Excerpted text:
--

CHINA / WHO Response

WHO warns of a world-wide bird flu epedemic
(IHT.com)
Updated: 2005-09-17 15:16

"We have learned in the past weeks that bad things can happen very fast," said Michael Leavitt, the U.S. health and human services secretary, as he explained the need for the new partnership to fight bird flu proposed by Bush, whose administration has been widely charged with being unprepared for the hurricane and its aftermath.

In fact, experts said, rational planning for the possibility of a worldwide pandemic is in many ways even more challenging than planning for a Category 5 storm, because the vaccines are novel and the drugs have not been used in this capacity before.

But as countries spend tens of millions to prepare for bird flu, they are investing in uncertain and untested strategies, even WHO officials acknowledge. The basic problem is that the A(H5N1) virus has not yet changed in any way that would allow for widespread human infection. What is more, health officials said they would not be certain about how to combat the virus until after it actually mutated, when they could study its actual composition and how deadly it was.

"We know we're overdue for an influenza pandemic strain and we know it will occur, but we don't know when or even exactly what virus will cause it," said Dick Thompson, a spokesman for the WHO.

"It is possible that the virus won't be H5N1 at all or that this virus will change in a way so that the vaccine under development doesn't work against it."

He said the WHO would not comment on whether it was rational for countries to be spending so much on medicine orders. But, he added, "we think it is wise because it encourages the companies to do the research and development on this very difficult problem."

The potential for the spread of the bird flu virus among humans has long worried health authorities, because the virus has a couple of characteristics that make it capable of igniting a serious pandemic: It is a new strain, so humans have no defenses against it; and it produces severe disease, killing about half of those humans who have been infected, almost all through contact with sick birds.

--

Data for review:
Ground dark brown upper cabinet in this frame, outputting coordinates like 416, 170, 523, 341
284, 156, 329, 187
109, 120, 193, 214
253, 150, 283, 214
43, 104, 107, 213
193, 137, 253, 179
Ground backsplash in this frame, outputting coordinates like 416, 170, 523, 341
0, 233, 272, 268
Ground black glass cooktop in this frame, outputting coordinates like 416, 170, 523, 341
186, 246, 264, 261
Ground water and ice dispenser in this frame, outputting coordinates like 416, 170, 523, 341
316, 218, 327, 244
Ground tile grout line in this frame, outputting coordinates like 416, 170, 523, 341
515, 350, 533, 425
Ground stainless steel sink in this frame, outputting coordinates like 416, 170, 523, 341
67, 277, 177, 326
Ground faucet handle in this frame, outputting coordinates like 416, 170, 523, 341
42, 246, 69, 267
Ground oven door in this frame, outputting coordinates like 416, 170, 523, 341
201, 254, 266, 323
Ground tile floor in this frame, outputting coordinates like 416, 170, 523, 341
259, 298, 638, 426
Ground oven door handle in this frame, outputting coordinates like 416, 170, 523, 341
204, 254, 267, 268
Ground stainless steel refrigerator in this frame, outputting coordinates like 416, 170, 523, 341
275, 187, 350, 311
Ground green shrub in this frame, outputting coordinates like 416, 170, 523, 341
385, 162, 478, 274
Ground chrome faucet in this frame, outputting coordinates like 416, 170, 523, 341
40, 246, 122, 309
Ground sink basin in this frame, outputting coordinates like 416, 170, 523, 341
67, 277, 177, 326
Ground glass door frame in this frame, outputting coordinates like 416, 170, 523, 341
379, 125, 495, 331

--

Prompt 1: According to the bird flu article, what proportion of infected humans has the virus killed?
Prompt 2: Transcribe the bird flu article word for word, starting at "WHO warns of" and ending at "and its aftermath.".

Answer 1: About half of those infected.

Answer 2:
WHO warns of a world-wide bird flu epedemic
(IHT.com)
Updated: 2005-09-17 15:16

"We have learned in the past weeks that bad things can happen very fast," said Michael Leavitt, the U.S. health and human services secretary, as he explained the need for the new partnership to fight bird flu proposed by Bush, whose administration has been widely charged with being unprepared for the hurricane and its aftermath.